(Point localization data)
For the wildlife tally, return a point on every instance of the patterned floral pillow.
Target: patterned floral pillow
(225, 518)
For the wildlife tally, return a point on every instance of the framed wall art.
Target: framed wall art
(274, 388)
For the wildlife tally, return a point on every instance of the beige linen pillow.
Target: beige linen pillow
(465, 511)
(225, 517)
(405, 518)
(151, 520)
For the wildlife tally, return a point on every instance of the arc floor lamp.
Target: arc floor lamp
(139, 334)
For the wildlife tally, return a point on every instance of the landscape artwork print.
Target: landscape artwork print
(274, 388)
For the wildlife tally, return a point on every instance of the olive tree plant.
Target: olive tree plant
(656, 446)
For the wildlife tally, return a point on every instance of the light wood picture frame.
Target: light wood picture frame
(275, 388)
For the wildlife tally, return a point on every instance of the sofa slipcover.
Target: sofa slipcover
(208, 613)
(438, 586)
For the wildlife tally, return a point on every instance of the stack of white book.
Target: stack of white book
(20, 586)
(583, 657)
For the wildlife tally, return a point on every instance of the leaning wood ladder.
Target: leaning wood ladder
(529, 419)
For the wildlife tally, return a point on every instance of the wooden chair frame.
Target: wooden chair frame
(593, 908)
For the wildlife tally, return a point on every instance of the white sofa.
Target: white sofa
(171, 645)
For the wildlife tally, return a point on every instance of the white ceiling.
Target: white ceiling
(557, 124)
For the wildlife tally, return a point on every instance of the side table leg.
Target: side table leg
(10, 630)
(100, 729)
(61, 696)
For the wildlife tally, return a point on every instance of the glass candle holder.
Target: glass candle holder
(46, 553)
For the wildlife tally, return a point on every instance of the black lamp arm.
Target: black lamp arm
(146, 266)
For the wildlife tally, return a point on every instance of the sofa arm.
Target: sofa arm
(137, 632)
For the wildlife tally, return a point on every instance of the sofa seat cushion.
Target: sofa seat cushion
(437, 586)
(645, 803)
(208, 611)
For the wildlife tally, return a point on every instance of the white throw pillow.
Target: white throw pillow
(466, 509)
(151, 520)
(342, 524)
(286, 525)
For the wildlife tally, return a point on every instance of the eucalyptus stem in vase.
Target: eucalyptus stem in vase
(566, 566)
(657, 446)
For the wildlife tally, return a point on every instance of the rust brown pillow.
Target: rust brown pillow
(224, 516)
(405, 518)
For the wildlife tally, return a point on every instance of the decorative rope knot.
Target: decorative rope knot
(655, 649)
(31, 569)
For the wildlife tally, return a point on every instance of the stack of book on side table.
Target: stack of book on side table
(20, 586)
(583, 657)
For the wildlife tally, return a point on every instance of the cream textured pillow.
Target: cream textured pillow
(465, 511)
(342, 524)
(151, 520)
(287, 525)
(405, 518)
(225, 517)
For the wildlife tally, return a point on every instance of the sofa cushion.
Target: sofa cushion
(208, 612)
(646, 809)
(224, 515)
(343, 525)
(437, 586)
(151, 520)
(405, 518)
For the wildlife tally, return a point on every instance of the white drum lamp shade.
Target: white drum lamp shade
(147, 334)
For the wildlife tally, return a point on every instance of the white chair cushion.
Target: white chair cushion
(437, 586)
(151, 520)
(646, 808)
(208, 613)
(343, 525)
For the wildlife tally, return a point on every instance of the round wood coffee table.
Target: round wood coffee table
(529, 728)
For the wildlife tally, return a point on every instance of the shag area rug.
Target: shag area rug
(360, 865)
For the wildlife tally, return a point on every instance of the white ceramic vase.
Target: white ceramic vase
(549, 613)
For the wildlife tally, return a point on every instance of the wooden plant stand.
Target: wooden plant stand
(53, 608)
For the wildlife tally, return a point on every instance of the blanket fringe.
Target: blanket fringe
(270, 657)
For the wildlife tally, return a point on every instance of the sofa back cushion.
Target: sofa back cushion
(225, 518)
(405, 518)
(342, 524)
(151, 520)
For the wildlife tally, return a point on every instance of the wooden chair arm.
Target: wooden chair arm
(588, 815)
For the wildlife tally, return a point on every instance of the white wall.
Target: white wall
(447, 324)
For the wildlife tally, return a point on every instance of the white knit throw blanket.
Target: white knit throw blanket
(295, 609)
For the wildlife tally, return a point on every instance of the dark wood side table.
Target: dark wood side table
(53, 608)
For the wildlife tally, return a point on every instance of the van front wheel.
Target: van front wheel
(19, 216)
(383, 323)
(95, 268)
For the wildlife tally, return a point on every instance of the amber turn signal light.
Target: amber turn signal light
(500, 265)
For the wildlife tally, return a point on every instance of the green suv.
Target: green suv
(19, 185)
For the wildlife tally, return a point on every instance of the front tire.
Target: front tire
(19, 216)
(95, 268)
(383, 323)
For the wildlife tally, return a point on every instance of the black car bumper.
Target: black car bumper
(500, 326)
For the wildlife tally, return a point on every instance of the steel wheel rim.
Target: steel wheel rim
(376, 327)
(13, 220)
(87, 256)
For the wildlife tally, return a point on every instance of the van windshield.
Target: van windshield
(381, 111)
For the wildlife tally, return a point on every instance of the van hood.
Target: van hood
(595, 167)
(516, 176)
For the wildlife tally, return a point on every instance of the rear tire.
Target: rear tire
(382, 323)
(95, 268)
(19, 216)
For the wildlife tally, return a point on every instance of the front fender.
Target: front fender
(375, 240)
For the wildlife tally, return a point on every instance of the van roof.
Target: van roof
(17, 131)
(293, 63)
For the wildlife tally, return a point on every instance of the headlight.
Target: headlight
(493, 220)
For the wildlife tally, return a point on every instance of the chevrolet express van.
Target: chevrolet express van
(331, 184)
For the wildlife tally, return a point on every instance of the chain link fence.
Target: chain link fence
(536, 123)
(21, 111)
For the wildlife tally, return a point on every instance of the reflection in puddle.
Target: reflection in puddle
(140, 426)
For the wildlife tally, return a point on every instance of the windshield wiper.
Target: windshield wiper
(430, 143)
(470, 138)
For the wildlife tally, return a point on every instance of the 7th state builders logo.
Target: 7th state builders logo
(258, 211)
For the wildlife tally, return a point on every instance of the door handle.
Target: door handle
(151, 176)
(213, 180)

__REQUIRED WORK__:
Your answer must consist solely of the lines above between the line holding "Target: sofa cushion" and the line holding "wood coffee table.", inclusive, copied exactly.

__SOLUTION__:
Target: sofa cushion
(208, 612)
(646, 809)
(224, 515)
(343, 525)
(437, 586)
(151, 520)
(405, 518)
For the wildlife tally, return a point on every instance of the white drum lamp shade.
Target: white drum lamp shade
(147, 334)
For the wildlife tally, return a point on every instance of the white chair cushion.
Target: white chair cushion
(437, 586)
(151, 520)
(646, 808)
(208, 613)
(343, 525)
For the wildlife tally, return a point on every instance of the round wood coffee table.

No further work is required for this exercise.